■ **Task description**
The response must restate the data exactly, with nothing left out.

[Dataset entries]
Content starts
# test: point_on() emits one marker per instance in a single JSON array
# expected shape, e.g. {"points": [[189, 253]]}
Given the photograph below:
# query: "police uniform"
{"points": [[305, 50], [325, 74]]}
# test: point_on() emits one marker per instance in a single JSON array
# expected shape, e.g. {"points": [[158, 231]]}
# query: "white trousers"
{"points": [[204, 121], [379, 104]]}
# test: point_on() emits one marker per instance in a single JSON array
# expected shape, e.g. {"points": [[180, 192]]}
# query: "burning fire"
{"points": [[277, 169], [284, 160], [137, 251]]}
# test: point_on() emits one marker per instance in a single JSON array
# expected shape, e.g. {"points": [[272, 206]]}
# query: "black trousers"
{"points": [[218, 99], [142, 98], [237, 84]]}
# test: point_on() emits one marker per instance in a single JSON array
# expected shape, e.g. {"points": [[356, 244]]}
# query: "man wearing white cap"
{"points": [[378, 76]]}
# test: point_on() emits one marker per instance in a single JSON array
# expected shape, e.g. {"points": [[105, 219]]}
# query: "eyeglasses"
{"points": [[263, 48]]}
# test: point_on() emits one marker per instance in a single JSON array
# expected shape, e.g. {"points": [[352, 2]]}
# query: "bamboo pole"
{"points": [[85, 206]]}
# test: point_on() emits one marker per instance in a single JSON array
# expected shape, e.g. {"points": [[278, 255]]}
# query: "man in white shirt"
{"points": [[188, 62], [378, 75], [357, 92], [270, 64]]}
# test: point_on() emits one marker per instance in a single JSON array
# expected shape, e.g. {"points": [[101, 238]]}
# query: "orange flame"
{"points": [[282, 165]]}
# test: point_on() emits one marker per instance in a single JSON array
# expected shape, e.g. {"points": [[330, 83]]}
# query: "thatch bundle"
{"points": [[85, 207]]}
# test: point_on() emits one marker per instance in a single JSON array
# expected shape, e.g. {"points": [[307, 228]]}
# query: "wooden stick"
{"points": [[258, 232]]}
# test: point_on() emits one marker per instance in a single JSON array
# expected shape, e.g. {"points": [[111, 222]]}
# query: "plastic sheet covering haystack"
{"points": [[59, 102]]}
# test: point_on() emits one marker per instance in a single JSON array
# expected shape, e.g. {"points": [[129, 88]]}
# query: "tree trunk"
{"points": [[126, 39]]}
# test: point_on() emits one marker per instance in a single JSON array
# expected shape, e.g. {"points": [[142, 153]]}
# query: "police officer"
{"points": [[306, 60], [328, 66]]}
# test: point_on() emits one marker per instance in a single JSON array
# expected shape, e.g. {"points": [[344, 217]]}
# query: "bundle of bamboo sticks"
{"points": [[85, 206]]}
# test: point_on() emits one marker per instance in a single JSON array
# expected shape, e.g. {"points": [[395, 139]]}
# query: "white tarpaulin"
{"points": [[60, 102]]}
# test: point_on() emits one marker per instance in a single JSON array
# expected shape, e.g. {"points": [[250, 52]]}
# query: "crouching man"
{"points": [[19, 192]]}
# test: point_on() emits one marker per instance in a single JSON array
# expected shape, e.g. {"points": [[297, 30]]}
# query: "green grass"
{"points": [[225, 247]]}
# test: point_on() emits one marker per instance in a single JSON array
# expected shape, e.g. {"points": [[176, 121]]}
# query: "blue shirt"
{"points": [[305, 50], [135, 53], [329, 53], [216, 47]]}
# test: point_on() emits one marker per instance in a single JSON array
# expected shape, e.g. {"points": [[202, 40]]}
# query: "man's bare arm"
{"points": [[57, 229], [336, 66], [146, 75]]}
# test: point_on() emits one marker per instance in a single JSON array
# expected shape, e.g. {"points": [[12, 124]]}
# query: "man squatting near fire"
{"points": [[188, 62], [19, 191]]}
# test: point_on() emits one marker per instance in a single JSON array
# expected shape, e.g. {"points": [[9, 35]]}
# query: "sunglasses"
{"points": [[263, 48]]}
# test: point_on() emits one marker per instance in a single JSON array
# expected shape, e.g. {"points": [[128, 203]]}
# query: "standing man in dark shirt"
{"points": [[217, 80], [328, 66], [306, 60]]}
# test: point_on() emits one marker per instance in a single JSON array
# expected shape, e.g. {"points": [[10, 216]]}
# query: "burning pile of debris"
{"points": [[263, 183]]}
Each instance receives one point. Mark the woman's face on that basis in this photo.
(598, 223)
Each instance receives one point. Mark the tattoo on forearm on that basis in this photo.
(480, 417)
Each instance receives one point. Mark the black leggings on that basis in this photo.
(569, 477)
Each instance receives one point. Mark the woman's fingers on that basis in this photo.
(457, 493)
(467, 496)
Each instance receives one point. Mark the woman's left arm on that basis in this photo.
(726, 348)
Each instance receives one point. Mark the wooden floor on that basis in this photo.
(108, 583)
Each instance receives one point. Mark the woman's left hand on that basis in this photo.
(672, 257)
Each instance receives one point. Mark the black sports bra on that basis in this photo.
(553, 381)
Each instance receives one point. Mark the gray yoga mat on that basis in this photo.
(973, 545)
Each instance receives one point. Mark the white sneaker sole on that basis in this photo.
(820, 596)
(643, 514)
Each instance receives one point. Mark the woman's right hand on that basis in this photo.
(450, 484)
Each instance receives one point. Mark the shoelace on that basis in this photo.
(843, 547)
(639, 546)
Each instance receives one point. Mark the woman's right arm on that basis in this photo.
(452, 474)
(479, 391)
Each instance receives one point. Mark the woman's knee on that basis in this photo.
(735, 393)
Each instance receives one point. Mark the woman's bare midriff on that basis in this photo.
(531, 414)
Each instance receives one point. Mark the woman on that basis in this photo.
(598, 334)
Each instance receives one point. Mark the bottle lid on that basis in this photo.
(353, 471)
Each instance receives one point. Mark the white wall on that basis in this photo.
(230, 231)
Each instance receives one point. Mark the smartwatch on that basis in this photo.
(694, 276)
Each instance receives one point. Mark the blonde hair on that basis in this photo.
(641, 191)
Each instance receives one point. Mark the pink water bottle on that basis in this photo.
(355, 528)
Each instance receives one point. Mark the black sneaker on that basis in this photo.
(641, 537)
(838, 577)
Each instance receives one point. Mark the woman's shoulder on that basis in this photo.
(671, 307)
Content ends
■ **Result**
# test: point_on() emits one marker per instance in a single JSON array
# expected shape, e.g. {"points": [[189, 253]]}
Given the photograph below:
# query: "police uniform"
{"points": [[305, 50], [325, 74]]}
# test: point_on() emits one marker per instance in a single JSON array
# expected shape, e.g. {"points": [[158, 231]]}
# query: "white trousers"
{"points": [[204, 121], [379, 104]]}
# test: point_on() emits one marker per instance in a single JSON array
# expected shape, e.g. {"points": [[180, 192]]}
# query: "burning fire"
{"points": [[277, 169], [284, 160], [137, 251]]}
# test: point_on() emits one marker per instance in a single JSON array
# expected shape, e.g. {"points": [[272, 206]]}
# query: "black trousers"
{"points": [[218, 99], [142, 98], [237, 84]]}
# test: point_on() emits one marker per instance in a single JSON array
# expected shape, e.g. {"points": [[356, 244]]}
# query: "man wearing white cap"
{"points": [[378, 76]]}
# test: point_on() emits one marker per instance in a single JSON array
# expected shape, e.g. {"points": [[105, 219]]}
# query: "eyeglasses"
{"points": [[263, 48]]}
# test: point_on() emits one marker per instance in a single JSON array
# expected shape, e.g. {"points": [[352, 2]]}
# query: "bamboo pole"
{"points": [[85, 206]]}
# test: point_on() emits one marker per instance in a single JSON array
# expected shape, e.g. {"points": [[278, 255]]}
# query: "man in white shirt"
{"points": [[188, 62], [378, 75], [357, 92], [270, 64]]}
# test: point_on() emits one marker per instance in a single JSON array
# expected shape, e.g. {"points": [[101, 238]]}
# query: "orange flame"
{"points": [[282, 165]]}
# test: point_on() emits one marker per instance in a single JSON array
# expected shape, e.g. {"points": [[330, 83]]}
# query: "thatch bundle"
{"points": [[85, 207]]}
# test: point_on() emits one marker per instance in a single JSON array
# expected shape, e.g. {"points": [[307, 228]]}
# query: "wooden stick"
{"points": [[258, 232]]}
# test: point_on() emits one marker per instance in a single JSON array
# expected shape, e.g. {"points": [[111, 222]]}
# query: "plastic sheet covering haystack"
{"points": [[59, 102]]}
# test: point_on() emits one marker per instance in a single JSON array
# expected shape, e.g. {"points": [[129, 88]]}
# query: "tree trunk"
{"points": [[126, 39]]}
# test: point_on() emits one marker per instance in a single JSON array
# expected shape, e.g. {"points": [[142, 153]]}
# query: "police officer"
{"points": [[306, 60], [328, 66]]}
# test: point_on() emits one marker per instance in a single JSON array
# expected shape, e.g. {"points": [[344, 217]]}
# query: "bundle of bamboo sticks"
{"points": [[85, 206]]}
# test: point_on() emits one marker per instance in a single JSON array
# expected shape, e.g. {"points": [[395, 139]]}
# query: "white tarpaulin"
{"points": [[60, 102]]}
# test: point_on() emits one marker per instance in a single JSON array
# expected shape, e.g. {"points": [[250, 52]]}
# query: "crouching man"
{"points": [[19, 192]]}
# test: point_on() emits one marker per instance in a single JSON array
# expected shape, e.g. {"points": [[297, 30]]}
# query: "green grass"
{"points": [[225, 247]]}
# test: point_on() emits one marker per instance in a single JSON array
# expected shape, e.g. {"points": [[176, 121]]}
# query: "blue shirt"
{"points": [[305, 50], [135, 53], [329, 53], [216, 47]]}
# test: point_on() emits one marker per instance in a single JSON array
# expected shape, e.g. {"points": [[202, 40]]}
# query: "man's bare arm"
{"points": [[57, 229], [336, 66], [146, 75]]}
# test: point_on() emits one marker per instance in a single JSON array
# expected shape, e.g. {"points": [[12, 124]]}
# query: "man squatting near fire"
{"points": [[188, 62], [19, 191]]}
# test: point_on() emits one marker per instance in a single JSON array
# expected shape, e.g. {"points": [[9, 35]]}
# query: "sunglasses"
{"points": [[263, 48]]}
# test: point_on() emits one marker per instance in a single JSON array
# expected shape, e.g. {"points": [[128, 203]]}
# query: "standing man in dark shirt"
{"points": [[217, 80], [328, 66], [306, 60]]}
# test: point_on() emits one marker per instance in a single JSON array
# expected shape, e.g. {"points": [[10, 216]]}
# query: "burning pile of debris"
{"points": [[263, 183]]}
Each instance receives one point. Mark the woman's face on that basis in this photo.
(598, 223)
Each instance receives one point. Mark the tattoo on forearm on that basis in this photo.
(480, 417)
Each instance receives one point. Mark the black leggings on that basis in this photo.
(569, 477)
Each instance receives one point. Mark the woman's fingers on that basis in this photo.
(457, 493)
(467, 496)
Each instance receives one point. Mark the woman's left arm on that basis in this photo.
(726, 348)
Each instance receives one point. Mark the wooden floor on that basis in this photo.
(108, 583)
Each instance receives one point. Mark the woman's left hand on that basis in this photo.
(672, 257)
Each instance receives one point. Mark the black sports bra on that basis in this photo.
(553, 381)
Each instance receives one point. Mark the gray yoga mat on that basis in this photo.
(973, 545)
Each instance receives one point. Mark the white sneaker sole on that basis in this photo.
(820, 596)
(643, 514)
Each instance receives one point. Mark the woman's right hand on that basis in this photo.
(450, 484)
Each instance receives one point. Mark the shoelace on that basis in this photo.
(843, 547)
(639, 546)
Each instance receives one point. Mark the woman's right arm on that basis in this photo.
(452, 474)
(479, 391)
Each instance receives one point. Mark the woman's knee on that basis in this photo.
(735, 393)
Each instance receives one point. Mark the woman's bare midriff on that basis in this photo.
(531, 414)
Each instance receives one point. Mark the woman on that basis in this photo.
(598, 334)
Each instance receives one point. Mark the bottle lid on that basis in this photo.
(353, 471)
Each instance receives one point. Mark the white wall on that basis in this photo.
(230, 231)
Each instance receives one point. Mark the smartwatch on that basis in this photo.
(694, 276)
Each instance receives one point. Mark the blonde hair on that basis in this photo.
(641, 191)
Each instance receives one point. Mark the pink water bottle on that basis in this photo.
(355, 528)
Each instance receives one point. Mark the black sneaker on that basis in this photo.
(641, 537)
(838, 577)
Each instance receives one point. Mark the woman's shoulder on that basis in this photo.
(671, 307)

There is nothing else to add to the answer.